> **Exercise details**:
Copy out all the items below, swapping every "photo" for "image" and changing nothing else. Leave the pictures out.

> **Dataset records**:
-- BEGIN --

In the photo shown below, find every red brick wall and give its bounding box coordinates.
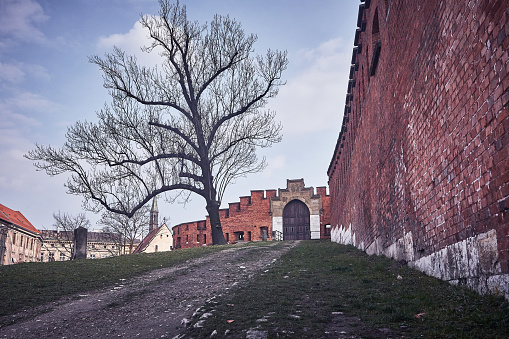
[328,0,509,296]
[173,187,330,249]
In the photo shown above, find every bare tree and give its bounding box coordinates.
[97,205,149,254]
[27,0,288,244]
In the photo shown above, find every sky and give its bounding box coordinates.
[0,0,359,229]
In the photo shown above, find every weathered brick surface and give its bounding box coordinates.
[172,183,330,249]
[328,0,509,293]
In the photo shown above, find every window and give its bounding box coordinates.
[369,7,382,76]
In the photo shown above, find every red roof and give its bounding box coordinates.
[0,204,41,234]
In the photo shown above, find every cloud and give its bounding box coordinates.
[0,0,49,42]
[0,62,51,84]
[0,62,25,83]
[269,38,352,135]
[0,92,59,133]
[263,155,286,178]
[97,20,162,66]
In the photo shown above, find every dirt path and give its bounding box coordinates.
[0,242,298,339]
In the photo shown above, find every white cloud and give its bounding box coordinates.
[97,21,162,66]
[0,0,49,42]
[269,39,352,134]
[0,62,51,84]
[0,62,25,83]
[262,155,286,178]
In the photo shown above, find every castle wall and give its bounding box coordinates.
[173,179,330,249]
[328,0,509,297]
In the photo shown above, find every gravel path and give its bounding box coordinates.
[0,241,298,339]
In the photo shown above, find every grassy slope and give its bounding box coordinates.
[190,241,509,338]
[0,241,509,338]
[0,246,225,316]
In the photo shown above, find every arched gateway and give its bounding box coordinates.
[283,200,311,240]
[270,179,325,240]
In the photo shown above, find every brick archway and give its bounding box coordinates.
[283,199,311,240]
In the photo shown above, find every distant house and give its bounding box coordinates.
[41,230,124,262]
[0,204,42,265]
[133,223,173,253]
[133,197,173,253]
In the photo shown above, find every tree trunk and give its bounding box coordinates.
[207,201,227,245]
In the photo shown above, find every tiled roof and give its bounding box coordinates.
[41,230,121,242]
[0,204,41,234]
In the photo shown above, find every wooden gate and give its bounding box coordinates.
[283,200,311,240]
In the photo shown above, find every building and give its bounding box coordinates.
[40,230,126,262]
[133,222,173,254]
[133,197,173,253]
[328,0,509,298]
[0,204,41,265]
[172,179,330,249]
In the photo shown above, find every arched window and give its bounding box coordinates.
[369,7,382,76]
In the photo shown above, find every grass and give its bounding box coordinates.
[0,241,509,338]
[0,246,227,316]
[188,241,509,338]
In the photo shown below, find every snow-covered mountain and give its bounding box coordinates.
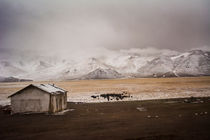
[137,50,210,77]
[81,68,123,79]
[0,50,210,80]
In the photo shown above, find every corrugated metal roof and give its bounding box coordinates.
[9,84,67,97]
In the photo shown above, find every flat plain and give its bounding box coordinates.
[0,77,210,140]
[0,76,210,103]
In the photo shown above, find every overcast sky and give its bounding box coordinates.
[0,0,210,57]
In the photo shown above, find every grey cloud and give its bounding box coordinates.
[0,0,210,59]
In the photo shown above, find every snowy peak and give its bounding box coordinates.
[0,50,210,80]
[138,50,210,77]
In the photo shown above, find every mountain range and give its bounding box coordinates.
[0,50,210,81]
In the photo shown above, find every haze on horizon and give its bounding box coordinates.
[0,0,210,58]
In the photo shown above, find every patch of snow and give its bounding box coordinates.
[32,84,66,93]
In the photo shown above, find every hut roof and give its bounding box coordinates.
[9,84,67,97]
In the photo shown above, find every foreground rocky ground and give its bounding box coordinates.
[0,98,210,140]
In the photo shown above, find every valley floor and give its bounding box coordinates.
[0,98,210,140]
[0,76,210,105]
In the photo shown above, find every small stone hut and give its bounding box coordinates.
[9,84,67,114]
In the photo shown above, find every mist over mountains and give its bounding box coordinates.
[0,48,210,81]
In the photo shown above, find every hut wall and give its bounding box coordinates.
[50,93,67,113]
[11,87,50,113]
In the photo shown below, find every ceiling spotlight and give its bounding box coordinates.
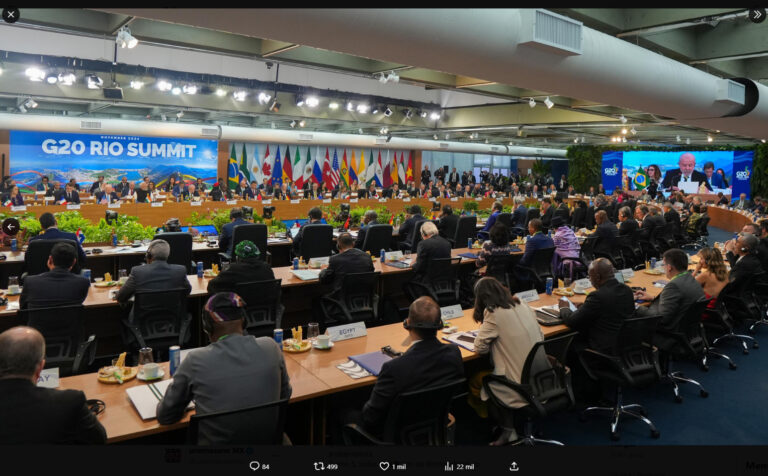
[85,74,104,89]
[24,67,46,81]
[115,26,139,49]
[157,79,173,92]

-- END --

> **Full output**:
In the image shown below, find every red brick wall and give its bounding box coordinates.
[328,0,509,296]
[173,187,330,249]
In the image shown above, find every bare tree and give its bounding box coordinates.
[97,205,149,254]
[27,0,288,244]
In the image shown above, find every sky and give its bounding box coordinates.
[0,0,359,229]
In the image shown above, find every weathered brick surface and give its bounding box coordinates.
[172,183,330,249]
[328,0,509,293]
In the image shown above, find every window and give its bounding box coordinates.
[369,7,382,76]
In the image shown above, find every red roof and give its bounding box coordinates.
[0,204,41,234]
In the image shown above, find every cloud and give its bounding box coordinates.
[0,0,49,42]
[0,62,51,84]
[0,62,25,83]
[269,38,352,135]
[0,92,59,133]
[263,155,286,178]
[97,20,162,66]
In the image shown above, find every dirt path and give its bounding box coordinates.
[0,242,298,339]
In the image shown above, find every white cloud and give its bounding box coordinates.
[97,21,162,66]
[0,0,49,42]
[269,39,352,134]
[0,62,51,84]
[0,62,25,83]
[262,155,286,178]
In the image shown above, find every castle wall and give its bounding box coordinates.
[173,179,330,249]
[328,0,509,297]
In the image shown above, find every gravel path and give its bounding box coordinates.
[0,241,298,339]
In the image shown above, find every grassy slope and give its bounding box coordinates.
[190,241,509,338]
[0,241,509,338]
[0,246,225,316]
In the image shown above, find every arched gateway and give its bounding box coordinates.
[283,200,311,240]
[270,179,325,240]
In the image shown above, find every brick archway and give its bounding box coordinates.
[283,199,311,240]
In the image shown above, find every distant house and give its bounding box coordinates.
[41,230,124,262]
[0,204,42,265]
[133,223,173,253]
[133,197,173,253]
In the image shown above, find every tree trunk and give its bounding box coordinates.
[207,201,227,245]
In the image shown above, find every tiled roof and give its bounding box coordinates.
[41,230,121,242]
[0,204,41,234]
In the image shown above, find every wooden gate and give its bounding box coordinates.
[283,200,311,240]
In the image shown above, find every building and give its bounding box coordinates.
[40,230,126,262]
[133,222,173,254]
[133,197,173,253]
[328,0,509,298]
[0,204,41,265]
[172,179,330,249]
In the image shown above, find every arched window and give its bounding box coordinates.
[369,7,382,76]
In the image shown above, find every grass and give its bounding box coordinates.
[0,241,509,338]
[0,246,227,316]
[188,241,509,338]
In the image shown below, find every snow-covered mountain and give its bounding box coordinates.
[137,50,210,77]
[81,68,123,79]
[0,50,210,80]
In the image shown above, find every corrugated metal roof and give its bounding box coordinates.
[9,84,67,97]
In the image shown above, find every flat plain and give its bounding box coordinates.
[0,77,210,140]
[0,76,210,103]
In the image shown above, find every overcast sky and give its bounding box coordinates.
[0,0,210,57]
In the image shown above, find every grey cloud and give its bounding box coordinates.
[0,0,210,59]
In the image shown above, find every snowy peak and give its bounding box coordinates.
[0,50,210,80]
[138,50,210,77]
In the image shown above, find every mountain range and give its bounding box coordinates.
[0,50,210,81]
In the image shown above, find every haze on horizon and give its bounding box coordinates.
[0,0,210,58]
In the image shown above, find every patch of snow and give its bounding box coordinates.
[32,84,66,93]
In the image shown above, find every hut roof and give its bounding box coordinates.
[9,84,67,97]
In the image shown above, find every foreground rocky ground and give its bounding box coordinates.
[0,98,210,140]
In the image shown above, find every valley floor and give its bounding box coordinates.
[0,98,210,140]
[0,76,210,105]
In the image shown above, find every small stone hut and give its bounding box coordinates.
[9,84,67,114]
In the image shown above, find every mist over mountains and give its bounding box coordinates.
[0,48,210,81]
In the image shown above, find every hut wall and give its bounding box coordinates.
[50,93,67,113]
[11,87,50,113]
In the image shown below, find every ceiling spotlight and give its bounding box coordinates.
[85,74,104,89]
[24,67,46,81]
[115,26,139,49]
[157,79,173,92]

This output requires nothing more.